=== Section Start ===

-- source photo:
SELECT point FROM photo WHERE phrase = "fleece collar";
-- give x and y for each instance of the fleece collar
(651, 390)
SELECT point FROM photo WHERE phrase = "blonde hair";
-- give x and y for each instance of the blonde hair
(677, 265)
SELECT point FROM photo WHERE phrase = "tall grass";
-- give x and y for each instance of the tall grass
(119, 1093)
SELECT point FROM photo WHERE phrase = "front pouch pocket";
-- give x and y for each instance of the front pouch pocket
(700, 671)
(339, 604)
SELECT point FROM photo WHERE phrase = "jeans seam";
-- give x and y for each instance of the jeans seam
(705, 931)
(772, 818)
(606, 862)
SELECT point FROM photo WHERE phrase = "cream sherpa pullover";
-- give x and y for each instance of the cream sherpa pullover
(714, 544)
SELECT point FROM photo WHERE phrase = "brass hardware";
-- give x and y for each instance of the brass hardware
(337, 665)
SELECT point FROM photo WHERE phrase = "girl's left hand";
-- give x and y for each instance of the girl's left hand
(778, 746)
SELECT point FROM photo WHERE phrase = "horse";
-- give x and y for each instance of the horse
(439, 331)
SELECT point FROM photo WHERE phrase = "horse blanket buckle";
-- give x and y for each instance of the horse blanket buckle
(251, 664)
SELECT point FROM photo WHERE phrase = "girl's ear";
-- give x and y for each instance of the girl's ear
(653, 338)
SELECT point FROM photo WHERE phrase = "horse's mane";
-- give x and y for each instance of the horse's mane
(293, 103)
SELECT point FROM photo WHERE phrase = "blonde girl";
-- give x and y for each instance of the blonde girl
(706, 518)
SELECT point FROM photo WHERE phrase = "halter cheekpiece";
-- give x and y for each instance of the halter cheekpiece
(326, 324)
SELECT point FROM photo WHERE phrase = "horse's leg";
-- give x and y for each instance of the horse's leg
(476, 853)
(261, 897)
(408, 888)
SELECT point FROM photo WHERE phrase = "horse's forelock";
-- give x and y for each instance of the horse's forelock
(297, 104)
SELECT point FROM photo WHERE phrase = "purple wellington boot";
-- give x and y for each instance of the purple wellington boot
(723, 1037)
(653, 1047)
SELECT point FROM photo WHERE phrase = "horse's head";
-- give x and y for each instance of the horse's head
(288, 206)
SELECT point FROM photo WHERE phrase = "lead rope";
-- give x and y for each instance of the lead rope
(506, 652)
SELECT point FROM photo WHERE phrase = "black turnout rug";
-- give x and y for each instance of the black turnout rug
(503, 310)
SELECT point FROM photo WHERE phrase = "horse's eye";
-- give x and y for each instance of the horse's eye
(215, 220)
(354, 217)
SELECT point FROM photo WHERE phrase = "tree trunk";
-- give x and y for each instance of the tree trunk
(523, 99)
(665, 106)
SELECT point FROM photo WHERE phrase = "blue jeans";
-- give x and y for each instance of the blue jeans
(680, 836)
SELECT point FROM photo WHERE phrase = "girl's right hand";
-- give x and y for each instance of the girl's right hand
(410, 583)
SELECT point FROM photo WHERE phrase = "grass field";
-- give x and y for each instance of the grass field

=== Section End ===

# WORK INSTRUCTIONS
Across the material, report every line that has the word "field".

# REPLY
SELECT point FROM photo WHERE phrase = "grass field";
-- give x and y for each instance of the grass field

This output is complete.